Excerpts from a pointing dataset
######

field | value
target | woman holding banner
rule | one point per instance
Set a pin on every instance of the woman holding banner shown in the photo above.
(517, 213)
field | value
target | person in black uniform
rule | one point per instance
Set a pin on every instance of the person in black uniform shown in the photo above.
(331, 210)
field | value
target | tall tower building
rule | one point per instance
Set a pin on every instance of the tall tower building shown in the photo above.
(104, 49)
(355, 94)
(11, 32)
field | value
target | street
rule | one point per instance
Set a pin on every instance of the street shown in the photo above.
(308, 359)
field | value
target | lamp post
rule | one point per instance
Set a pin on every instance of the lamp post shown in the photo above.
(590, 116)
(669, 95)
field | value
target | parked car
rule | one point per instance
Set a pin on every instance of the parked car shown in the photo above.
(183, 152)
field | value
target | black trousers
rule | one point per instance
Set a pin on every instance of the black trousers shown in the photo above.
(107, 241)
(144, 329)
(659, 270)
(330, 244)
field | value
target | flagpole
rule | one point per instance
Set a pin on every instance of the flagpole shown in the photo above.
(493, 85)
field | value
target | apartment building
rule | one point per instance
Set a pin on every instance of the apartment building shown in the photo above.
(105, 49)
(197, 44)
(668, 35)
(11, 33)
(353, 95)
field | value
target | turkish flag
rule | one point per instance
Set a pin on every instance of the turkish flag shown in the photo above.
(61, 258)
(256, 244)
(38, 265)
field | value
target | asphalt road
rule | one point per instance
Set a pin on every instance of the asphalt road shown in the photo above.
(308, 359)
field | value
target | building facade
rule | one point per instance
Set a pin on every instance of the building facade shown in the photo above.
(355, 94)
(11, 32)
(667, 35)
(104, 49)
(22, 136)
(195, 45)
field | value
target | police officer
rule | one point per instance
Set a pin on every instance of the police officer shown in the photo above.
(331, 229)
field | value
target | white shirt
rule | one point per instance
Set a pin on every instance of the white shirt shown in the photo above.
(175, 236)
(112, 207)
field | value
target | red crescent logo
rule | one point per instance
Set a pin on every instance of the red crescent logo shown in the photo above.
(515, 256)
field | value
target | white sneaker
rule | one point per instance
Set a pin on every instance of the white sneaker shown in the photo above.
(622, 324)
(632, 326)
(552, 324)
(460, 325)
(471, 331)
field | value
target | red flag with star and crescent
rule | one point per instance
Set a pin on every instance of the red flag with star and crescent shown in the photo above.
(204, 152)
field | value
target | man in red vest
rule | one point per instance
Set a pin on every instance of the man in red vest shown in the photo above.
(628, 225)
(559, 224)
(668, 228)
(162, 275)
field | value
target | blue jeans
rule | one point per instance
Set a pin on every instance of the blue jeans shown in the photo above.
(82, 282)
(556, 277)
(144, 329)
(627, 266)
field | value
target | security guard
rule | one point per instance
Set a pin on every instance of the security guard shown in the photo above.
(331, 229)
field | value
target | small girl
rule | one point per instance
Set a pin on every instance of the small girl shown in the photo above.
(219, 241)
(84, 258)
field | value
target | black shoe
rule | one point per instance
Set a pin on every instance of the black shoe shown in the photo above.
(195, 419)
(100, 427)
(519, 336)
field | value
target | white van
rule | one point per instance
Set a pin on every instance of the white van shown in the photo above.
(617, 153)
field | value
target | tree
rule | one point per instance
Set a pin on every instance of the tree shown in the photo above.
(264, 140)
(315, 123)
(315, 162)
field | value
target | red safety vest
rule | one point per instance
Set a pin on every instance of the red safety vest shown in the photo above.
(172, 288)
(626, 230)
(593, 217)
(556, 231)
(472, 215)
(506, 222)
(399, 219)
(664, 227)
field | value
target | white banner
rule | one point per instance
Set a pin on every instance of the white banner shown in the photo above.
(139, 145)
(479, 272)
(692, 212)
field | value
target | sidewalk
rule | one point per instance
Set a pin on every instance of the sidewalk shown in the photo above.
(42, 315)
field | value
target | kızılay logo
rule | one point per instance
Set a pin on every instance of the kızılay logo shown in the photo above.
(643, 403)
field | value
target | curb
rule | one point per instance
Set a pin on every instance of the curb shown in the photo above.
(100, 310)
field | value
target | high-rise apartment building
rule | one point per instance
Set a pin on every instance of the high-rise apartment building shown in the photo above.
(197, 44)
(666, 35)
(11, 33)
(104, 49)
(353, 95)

######

> TASK GOAL:
Filter the items above, copying out each line that contains the word "police".

> SOLUTION BELOW:
target | police officer
Set a pin on every instance of the police officer shown in the photo above.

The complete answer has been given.